[start Dataset records]

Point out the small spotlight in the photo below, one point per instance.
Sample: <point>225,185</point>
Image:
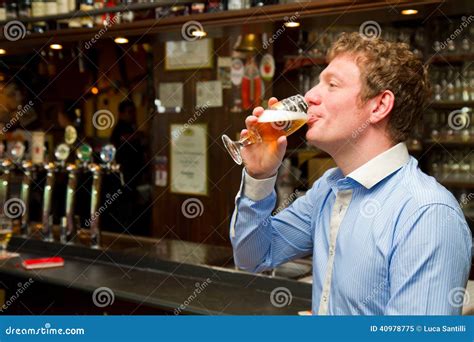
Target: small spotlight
<point>199,33</point>
<point>409,11</point>
<point>121,40</point>
<point>292,24</point>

[end Dataset records]

Task requirements: Recast every line of the records above as a Markdown table with the columns Row and Record line, numbering the rows in order and skipping any blank lines. Leave the pictures out of the table.

Response:
| Row | Record line |
|---|---|
| 1 | Point out the small spotlight in the photo below, one point per instance. |
| 2 | Sample: <point>225,185</point> |
| 3 | Image: |
| 4 | Target: small spotlight |
| 5 | <point>199,33</point> |
| 6 | <point>409,11</point> |
| 7 | <point>121,40</point> |
| 8 | <point>292,24</point> |